Task description -> Can you reproduce word for word the rows starting at the line containing "Look at the photo above. Which pixel sits on the grey" and ending at the line containing "pixel 955 611", both included?
-- start --
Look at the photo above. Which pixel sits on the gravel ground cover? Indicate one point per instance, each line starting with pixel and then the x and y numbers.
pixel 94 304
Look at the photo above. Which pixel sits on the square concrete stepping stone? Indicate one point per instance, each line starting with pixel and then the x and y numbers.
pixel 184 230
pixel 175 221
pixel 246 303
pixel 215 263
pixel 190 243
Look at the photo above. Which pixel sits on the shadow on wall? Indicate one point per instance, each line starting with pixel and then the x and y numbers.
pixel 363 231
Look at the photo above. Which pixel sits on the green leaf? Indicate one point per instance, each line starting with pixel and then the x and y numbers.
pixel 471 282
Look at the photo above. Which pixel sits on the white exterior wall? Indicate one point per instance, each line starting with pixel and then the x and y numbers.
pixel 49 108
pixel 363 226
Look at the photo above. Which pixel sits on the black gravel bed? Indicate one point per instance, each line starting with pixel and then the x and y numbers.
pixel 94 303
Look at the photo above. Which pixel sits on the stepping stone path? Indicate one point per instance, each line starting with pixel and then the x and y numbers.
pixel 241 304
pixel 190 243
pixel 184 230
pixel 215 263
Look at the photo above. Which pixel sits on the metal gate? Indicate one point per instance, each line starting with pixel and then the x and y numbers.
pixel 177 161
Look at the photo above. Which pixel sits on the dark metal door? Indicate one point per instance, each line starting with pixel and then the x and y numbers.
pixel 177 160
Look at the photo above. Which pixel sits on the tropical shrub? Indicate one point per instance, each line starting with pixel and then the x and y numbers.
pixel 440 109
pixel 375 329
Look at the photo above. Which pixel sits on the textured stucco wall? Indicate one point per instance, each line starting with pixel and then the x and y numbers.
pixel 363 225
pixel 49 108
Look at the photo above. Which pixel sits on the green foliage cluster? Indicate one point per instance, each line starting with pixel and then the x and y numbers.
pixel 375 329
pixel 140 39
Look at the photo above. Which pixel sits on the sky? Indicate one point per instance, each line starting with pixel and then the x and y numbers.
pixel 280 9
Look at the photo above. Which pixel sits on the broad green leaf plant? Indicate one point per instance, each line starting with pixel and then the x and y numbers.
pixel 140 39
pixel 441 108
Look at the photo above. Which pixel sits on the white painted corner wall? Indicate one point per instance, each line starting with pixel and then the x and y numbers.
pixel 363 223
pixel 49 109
-- end --
-- start --
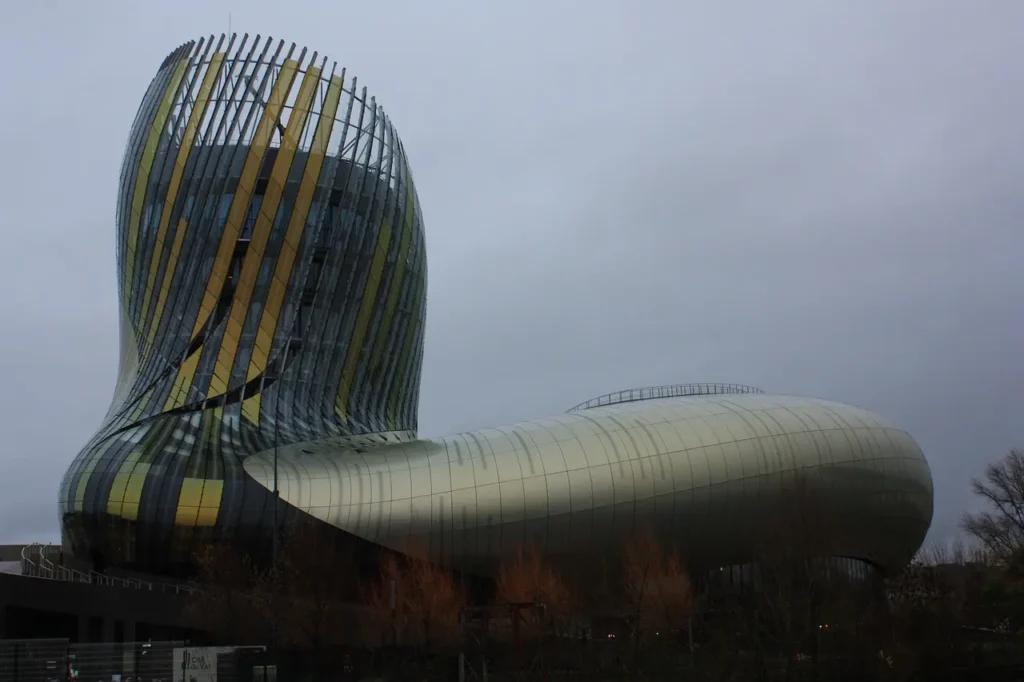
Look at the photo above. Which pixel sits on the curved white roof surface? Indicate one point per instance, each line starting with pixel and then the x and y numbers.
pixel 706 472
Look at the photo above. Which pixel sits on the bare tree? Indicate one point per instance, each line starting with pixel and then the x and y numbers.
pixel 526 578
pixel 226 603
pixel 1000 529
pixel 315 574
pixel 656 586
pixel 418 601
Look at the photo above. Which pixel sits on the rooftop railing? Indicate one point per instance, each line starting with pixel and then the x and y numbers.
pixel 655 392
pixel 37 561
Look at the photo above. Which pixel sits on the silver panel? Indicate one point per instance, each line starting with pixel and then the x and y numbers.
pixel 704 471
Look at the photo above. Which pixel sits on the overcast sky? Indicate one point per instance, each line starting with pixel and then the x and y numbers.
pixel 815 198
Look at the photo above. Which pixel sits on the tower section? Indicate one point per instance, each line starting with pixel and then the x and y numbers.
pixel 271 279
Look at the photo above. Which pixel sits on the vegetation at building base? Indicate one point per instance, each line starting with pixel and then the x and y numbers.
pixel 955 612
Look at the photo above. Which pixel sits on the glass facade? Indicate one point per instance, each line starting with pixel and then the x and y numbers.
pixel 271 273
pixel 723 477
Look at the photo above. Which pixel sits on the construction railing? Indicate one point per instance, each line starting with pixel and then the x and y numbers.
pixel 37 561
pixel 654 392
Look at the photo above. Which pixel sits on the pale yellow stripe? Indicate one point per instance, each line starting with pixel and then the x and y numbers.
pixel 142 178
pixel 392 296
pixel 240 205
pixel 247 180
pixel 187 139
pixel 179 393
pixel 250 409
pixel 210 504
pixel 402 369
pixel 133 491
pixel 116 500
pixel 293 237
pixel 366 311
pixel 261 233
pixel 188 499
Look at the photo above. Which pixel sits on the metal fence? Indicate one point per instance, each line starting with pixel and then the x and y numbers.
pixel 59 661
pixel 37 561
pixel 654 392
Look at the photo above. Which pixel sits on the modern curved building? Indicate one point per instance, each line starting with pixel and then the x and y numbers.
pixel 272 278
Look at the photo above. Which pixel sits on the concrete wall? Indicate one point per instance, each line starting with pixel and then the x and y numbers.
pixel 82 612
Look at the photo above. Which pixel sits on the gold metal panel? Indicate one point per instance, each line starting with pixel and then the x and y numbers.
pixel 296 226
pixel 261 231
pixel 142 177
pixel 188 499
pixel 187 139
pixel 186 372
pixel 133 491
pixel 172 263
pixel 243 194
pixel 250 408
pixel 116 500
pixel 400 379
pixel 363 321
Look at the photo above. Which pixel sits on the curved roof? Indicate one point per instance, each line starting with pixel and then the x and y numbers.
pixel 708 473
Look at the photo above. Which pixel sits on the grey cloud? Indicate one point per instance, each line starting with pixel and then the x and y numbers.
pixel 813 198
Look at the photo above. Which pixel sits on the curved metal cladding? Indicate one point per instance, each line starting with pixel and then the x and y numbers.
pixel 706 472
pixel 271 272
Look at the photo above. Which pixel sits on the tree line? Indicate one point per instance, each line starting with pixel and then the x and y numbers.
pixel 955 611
-- end --
Result of the exercise ->
Look at the photo above. Which pixel sits on the grey cloud? Indicate one point per instance, each line starting with pixel and then the x and y numbers.
pixel 813 198
Look at the photo above. Which pixel sits on the curved metal cladding? Indicate one point per instance, each line starting with pixel and then the x and y numbers.
pixel 706 472
pixel 271 272
Look at the photo above. Which pixel sits on the tree line? Indicate one point per instance, each line starting with pixel and then the x and y numbers.
pixel 955 611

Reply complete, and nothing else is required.